◆ Trecho do documento:
■ ■ ■ ■

O Santuário está inserido em uma região permeada de cortiços, próxima à ‘antiga’ Cracolândia, e ladeada pela presença significativa de pessoas em situação de rua e dependência de drogas.
Os leigos vicentinos, em parceria com os Padres Salesianos, paroquianos e voluntários do Santuário, começaram uma série de ações visando a amenizar o sofrimento e a fome desses irmãos, inicialmente, com a distribuição de cerca de 800 marmitas e kits de higiene.
AJUDAR OS IRMÃOS
O Banho Vicentino nasceu após a doação de um valor em dinheiro que foi destinado à compra de um trailer que, atualmente, oferece, além do banho, roupa limpa (incluindo roupas íntimas), alimentação, kits de higiene e, principalmente, o acolhimento humano.
O trailer é composto por duas cabines com dois chuveiros de água quente e três pias. “O trailer do Banho Vicentino foi pensado com o objetivo de devolver a dignidade a essas pessoas que, para muitos, são invisíveis para a sociedade. Dignidade por meio de um banho e de uma roupa limpa”, ressaltou Elizabeth Magalhães de Gasperi, leiga vicentina e voluntária do banho solidário.
Além da necessidade do banho, esses assistidos recebem o corte de cabelo, barba e refeição”, lembrou Elizabeth, frisando que a iniciativa atende o “clamor evangélico de ir ao encontro do próximo e que permite ser uma Igreja em saída que acolhe o irmão que sofre”, disse.
O banho solidário é oferecido à população a cada 15 dias, aos domingos, no estacionamento do Santuário. Em um único domingo, o projeto atende em média 50 pessoas e já ultrapassou a marca de mais de mil banhos solidários.
A missão do projeto é proporcionar a pessoa em situação de rua o direito a um banho digno, embaixo de um chuveiro, com todo o suporte higiênico necessário. “Com as ações realizadas, não queremos incentivar a estada nas ruas, mas amenizar a situação de quem não tem um teto”, disse a voluntária, afirmando que o projeto é mantido por meio de doações.

■ ■ ■ ■

◆ Linhas do conjunto:
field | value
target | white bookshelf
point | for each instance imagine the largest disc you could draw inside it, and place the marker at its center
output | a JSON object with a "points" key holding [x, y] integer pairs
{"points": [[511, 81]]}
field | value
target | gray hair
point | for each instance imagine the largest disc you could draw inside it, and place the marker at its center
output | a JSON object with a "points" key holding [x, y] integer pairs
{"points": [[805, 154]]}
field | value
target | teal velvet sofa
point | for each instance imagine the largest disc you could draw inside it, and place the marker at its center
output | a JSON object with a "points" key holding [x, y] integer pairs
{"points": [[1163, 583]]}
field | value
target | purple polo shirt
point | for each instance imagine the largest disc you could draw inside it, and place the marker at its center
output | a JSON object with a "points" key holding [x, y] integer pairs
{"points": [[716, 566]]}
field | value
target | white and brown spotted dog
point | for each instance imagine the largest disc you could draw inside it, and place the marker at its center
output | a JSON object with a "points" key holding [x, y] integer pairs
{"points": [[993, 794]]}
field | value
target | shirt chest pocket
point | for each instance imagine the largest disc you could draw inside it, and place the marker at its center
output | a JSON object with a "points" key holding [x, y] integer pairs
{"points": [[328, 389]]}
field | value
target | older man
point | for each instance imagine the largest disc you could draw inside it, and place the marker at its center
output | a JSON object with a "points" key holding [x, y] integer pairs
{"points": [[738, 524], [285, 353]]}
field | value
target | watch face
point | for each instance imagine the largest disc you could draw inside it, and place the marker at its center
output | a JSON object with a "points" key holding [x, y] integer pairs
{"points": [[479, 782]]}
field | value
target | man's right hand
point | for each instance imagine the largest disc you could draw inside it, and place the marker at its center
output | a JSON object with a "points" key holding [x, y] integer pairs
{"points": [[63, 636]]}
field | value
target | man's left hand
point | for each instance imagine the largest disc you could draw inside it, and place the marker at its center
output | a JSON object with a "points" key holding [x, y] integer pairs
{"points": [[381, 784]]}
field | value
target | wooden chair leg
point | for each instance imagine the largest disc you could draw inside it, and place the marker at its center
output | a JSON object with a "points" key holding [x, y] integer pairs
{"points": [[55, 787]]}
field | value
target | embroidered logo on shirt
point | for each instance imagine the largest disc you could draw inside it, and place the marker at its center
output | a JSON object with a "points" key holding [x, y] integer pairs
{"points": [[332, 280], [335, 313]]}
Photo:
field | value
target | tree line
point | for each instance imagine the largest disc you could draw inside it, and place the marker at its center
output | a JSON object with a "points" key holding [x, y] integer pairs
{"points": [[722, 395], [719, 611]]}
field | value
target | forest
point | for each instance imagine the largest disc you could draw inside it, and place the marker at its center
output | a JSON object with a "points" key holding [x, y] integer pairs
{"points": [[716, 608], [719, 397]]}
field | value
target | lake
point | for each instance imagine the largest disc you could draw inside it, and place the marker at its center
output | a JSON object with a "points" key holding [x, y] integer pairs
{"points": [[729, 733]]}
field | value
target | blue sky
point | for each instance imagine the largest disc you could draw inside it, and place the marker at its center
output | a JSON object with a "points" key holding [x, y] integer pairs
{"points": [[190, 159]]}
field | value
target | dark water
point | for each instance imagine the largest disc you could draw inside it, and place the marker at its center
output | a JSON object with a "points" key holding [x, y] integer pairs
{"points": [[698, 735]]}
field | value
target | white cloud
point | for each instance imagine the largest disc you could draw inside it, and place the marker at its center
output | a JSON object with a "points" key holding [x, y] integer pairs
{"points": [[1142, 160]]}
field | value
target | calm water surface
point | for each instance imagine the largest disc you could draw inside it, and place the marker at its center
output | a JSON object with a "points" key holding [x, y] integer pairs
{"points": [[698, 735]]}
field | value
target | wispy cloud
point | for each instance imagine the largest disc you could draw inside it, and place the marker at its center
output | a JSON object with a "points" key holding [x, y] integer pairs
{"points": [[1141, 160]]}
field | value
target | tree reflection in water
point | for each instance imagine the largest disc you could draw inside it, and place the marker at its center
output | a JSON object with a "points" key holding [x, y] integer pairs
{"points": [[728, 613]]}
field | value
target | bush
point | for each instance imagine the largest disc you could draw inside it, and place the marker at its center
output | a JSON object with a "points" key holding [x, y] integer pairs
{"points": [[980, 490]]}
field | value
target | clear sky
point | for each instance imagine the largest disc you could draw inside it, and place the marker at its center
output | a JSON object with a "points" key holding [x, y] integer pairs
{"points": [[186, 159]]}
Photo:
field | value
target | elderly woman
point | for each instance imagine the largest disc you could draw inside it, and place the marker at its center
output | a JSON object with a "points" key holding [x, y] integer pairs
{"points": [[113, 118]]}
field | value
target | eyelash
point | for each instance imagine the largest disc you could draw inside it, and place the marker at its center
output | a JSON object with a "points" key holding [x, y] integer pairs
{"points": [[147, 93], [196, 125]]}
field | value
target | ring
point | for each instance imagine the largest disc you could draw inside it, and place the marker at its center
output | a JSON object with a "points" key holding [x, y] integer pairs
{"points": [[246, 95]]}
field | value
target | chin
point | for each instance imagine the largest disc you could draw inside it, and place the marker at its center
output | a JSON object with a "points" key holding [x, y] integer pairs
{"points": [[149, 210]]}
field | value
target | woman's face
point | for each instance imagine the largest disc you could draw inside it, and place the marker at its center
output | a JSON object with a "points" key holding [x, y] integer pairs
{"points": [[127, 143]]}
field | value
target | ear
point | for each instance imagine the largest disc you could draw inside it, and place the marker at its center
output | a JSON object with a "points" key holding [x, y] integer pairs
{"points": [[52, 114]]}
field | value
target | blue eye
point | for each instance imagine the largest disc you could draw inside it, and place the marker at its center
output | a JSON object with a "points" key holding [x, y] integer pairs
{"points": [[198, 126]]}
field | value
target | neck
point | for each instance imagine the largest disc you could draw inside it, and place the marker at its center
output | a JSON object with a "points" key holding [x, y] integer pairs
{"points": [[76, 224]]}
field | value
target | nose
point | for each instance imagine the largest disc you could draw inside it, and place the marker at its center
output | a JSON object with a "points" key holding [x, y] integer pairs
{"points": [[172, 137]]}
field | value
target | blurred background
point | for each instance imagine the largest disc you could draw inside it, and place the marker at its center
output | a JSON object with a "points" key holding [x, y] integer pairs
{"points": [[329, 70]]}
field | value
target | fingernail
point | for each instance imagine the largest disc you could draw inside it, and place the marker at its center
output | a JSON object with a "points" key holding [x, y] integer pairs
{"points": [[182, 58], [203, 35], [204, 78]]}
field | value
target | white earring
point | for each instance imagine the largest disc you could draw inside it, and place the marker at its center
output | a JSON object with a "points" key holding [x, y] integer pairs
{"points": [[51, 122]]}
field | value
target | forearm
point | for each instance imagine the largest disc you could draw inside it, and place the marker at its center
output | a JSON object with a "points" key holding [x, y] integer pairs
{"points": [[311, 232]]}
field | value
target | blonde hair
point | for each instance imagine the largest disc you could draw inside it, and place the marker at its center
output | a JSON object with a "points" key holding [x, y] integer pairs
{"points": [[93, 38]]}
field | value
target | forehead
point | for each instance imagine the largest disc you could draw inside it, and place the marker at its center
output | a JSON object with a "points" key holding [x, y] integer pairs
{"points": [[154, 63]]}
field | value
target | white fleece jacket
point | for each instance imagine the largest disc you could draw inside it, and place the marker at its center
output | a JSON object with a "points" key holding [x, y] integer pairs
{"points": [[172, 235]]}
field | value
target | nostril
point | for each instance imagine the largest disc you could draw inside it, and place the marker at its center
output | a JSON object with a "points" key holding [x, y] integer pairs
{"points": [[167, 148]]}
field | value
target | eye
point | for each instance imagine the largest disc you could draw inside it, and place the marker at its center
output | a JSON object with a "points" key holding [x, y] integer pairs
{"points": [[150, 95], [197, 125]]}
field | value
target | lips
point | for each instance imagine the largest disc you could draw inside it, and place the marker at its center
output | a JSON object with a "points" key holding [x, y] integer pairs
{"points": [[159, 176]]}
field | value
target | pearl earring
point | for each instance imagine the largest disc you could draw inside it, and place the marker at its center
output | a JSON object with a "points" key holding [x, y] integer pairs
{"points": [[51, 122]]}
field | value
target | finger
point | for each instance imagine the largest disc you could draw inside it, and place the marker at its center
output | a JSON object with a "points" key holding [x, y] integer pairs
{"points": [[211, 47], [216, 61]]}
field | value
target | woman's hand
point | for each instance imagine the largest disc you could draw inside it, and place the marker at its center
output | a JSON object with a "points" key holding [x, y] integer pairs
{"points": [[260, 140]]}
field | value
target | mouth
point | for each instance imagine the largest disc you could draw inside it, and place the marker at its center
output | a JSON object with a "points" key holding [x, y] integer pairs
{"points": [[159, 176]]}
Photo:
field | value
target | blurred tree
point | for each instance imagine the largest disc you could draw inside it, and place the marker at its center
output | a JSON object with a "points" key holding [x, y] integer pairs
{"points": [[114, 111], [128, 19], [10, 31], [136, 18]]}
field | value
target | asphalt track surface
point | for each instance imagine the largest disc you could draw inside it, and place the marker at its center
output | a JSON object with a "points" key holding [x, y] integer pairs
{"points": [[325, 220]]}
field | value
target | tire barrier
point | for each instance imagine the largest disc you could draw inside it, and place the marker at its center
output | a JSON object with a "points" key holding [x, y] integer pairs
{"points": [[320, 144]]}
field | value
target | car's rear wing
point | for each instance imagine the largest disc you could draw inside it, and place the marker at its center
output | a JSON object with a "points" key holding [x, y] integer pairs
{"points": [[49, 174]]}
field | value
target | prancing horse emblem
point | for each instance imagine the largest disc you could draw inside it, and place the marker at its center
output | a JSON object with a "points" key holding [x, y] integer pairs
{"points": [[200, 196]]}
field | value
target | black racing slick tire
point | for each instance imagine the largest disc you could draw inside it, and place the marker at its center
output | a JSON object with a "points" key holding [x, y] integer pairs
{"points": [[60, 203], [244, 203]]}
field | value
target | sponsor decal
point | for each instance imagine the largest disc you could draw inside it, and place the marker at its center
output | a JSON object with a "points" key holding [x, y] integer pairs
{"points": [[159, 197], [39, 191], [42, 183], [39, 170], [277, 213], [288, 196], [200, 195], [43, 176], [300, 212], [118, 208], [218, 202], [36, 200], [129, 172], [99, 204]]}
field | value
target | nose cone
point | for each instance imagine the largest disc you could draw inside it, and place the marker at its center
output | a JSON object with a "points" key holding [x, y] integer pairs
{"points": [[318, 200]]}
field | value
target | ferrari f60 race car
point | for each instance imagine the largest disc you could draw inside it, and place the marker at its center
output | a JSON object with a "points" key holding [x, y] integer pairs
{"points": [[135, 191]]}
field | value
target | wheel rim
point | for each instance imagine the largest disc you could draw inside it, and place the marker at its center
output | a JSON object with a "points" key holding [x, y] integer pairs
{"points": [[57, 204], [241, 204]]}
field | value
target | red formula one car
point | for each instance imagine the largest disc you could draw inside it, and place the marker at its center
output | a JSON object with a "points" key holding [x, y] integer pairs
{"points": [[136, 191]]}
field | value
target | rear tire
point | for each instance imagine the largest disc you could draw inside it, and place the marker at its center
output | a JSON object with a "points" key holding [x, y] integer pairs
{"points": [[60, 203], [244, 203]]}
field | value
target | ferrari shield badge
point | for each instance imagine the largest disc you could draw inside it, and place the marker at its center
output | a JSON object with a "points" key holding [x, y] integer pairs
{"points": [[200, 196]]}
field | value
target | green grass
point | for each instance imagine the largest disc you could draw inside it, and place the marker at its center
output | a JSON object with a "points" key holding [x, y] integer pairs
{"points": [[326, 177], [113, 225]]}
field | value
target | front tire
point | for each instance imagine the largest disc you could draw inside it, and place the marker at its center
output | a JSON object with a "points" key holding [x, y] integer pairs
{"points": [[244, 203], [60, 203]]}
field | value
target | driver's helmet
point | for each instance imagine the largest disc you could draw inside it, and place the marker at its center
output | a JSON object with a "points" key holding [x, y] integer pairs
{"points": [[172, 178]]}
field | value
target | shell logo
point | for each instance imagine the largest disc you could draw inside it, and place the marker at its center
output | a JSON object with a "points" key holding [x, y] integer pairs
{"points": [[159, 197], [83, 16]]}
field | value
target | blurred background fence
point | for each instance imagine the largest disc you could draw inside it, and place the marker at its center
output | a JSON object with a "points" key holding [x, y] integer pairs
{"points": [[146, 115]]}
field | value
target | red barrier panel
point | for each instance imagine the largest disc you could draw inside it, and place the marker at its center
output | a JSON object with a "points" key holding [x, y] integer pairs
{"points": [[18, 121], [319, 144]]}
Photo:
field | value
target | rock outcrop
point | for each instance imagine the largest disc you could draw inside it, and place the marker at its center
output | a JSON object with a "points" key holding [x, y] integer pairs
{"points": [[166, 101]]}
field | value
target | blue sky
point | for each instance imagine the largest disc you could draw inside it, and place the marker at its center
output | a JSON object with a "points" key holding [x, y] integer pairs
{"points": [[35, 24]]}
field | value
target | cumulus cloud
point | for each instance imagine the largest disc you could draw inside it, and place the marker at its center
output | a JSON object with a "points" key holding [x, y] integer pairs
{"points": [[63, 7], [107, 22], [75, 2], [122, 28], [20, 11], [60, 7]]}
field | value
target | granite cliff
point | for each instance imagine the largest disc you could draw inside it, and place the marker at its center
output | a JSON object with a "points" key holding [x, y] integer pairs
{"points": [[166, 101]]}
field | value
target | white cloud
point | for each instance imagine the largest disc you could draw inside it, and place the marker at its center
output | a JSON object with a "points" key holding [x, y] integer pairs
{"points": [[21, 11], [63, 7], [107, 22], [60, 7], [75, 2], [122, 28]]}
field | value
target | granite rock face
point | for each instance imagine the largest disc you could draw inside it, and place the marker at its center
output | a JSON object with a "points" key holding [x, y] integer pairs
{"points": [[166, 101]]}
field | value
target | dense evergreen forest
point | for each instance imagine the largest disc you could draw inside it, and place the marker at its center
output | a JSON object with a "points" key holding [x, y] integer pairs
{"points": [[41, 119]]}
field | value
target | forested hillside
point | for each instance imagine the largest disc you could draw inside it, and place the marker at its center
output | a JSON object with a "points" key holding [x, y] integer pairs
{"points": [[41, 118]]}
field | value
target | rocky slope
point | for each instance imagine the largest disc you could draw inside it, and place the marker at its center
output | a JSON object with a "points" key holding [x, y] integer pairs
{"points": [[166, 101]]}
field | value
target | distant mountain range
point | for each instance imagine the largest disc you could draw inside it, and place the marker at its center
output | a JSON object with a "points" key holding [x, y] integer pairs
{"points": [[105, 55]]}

■ ■ ■ ■

◆ Tarefas a cumprir:
**a.** Resuma em duas frases o texto sobre o Banho Vicentino.
**b.** Passe para o inglês esta frase do texto sobre o Banho Vicentino: "O banho solidário é oferecido à população a cada 15 dias, aos domingos, no estacionamento do Santuário."
**c.** Prossiga com o texto sobre o Banho Vicentino a partir da última frase dele.
As linhas acima vêm de uma fonte diferente.

◆ Respostas em ordem:
**a.** Em uma região do Santuário marcada pela presença de pessoas em situação de rua, o Banho Vicentino nasceu de uma doação usada para comprar um trailer que oferece banho, roupa limpa, alimentação, kits de higiene e acolhimento. O banho solidário acontece a cada 15 dias, aos domingos, no estacionamento do Santuário, atende em média 50 pessoas por domingo e é mantido por doações.

**b.** The solidarity shower is offered to the public every 15 days, on Sundays, in the Sanctuary's parking lot.

**c.**
ALIVIAR O SOFRIMENTO
Elisabeth destacou que, por estarem em situação de rua, muitas pessoas assistidas ficam dias e até longos períodos sem tomar banho. “Interessante ver que as pessoas ali chegam, tomam banho, comem, conversam, fazem sua higiene pessoal e, acima de tudo, saem dali com a autoestima elevada”, ressaltou.
“O banho edifica o ser humano”, completou, referindo-se à passagem bíblica do Bom Samaritano (cf. Lucas 10,25-37), “na parábola, lemos ‘viu e sentiu compaixão’, essa é uma atitude cristã de acolher e estender as mãos aos irmãos que se encontram caídos pelas ruas e viadutos da nossa cidade”.
Tiago Pinheiro foi um dos beneficiados com a ação concreta do Banho Vicentino. “Além do banho, ganhei uma roupa limpa e dignidade”, disse com um sorriso largo.
“Atuamos neste local permeado pela realidade da pobreza e é aqui que buscamos a Cristo no rosto de nossos irmãos, dando-lhes o pequeno alívio de um banho, uma refeição, uma conversa, um olhar carinhoso”, finalizou a voluntária.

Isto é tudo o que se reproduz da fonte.